● What the exercise asks
Copy all of the data below, keeping every line unchanged.

-*-*-

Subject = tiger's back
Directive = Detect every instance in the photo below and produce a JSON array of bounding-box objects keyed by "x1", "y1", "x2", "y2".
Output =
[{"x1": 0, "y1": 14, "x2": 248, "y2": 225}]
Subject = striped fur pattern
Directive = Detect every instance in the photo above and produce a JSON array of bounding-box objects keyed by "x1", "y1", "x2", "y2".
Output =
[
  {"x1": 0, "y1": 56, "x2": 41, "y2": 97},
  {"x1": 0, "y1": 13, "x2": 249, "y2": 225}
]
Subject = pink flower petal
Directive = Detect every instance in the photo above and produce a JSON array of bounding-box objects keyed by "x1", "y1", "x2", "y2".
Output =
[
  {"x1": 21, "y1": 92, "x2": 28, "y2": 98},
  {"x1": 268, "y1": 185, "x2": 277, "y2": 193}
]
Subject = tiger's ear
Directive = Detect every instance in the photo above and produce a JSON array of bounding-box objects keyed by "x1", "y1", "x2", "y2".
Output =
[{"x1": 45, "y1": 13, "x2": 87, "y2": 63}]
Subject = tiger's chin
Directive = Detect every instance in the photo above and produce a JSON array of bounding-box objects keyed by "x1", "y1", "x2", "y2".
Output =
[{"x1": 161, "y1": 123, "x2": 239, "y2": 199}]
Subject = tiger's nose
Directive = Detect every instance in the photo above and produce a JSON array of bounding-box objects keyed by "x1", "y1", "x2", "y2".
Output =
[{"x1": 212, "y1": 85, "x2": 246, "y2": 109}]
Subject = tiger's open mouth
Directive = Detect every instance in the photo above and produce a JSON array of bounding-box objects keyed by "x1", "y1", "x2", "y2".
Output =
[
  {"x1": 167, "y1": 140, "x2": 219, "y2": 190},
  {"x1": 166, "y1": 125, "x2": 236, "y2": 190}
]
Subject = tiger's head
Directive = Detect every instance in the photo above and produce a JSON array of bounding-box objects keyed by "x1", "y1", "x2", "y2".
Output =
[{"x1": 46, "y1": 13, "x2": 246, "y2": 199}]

-*-*-

● Response for this exercise
Subject = tiger's back
Directive = Detect every instance in the photo below and produce a JSON array of bounding-box objects keyed by "x1", "y1", "x2", "y2".
Output =
[{"x1": 0, "y1": 14, "x2": 248, "y2": 225}]
Subject = striped fur pattern
Directive = Detect every instance in the photo above and produce a JSON array of bounding-box objects keyed by "x1", "y1", "x2", "y2".
Output =
[
  {"x1": 0, "y1": 56, "x2": 41, "y2": 97},
  {"x1": 0, "y1": 13, "x2": 249, "y2": 225}
]
Subject = pink flower petal
Directive = Detect every instance in the photo above and produce a JSON array of bounding-box objects keyed by "x1", "y1", "x2", "y2".
Output =
[
  {"x1": 21, "y1": 92, "x2": 28, "y2": 98},
  {"x1": 268, "y1": 185, "x2": 277, "y2": 193}
]
Subject = tiger's ear
Directive = Detect every instance in the photo above and produce a JSON array of bounding-box objects keyed by "x1", "y1", "x2", "y2".
Output =
[{"x1": 45, "y1": 13, "x2": 87, "y2": 63}]
Subject = tiger's chin
Directive = Detect every instance in the photo above and produce a JSON array of bounding-box objects keyed by "x1", "y1", "x2", "y2".
Output =
[{"x1": 161, "y1": 123, "x2": 239, "y2": 199}]
Subject = tiger's nose
Directive = Detect every instance in the photo above and produce a JSON array of bounding-box objects keyed by "x1", "y1", "x2", "y2".
Output =
[{"x1": 212, "y1": 85, "x2": 246, "y2": 109}]
Subject = tiger's open mouth
Directive = Detect every instance in the photo above and produce a JSON array of bounding-box objects keyed by "x1", "y1", "x2", "y2".
Output =
[
  {"x1": 167, "y1": 140, "x2": 219, "y2": 190},
  {"x1": 166, "y1": 125, "x2": 236, "y2": 190}
]
Subject = tiger's head
Directive = Detect every instance in the photo above and produce a JSON array of bounding-box objects keyed by "x1", "y1", "x2", "y2".
Output =
[{"x1": 46, "y1": 13, "x2": 246, "y2": 199}]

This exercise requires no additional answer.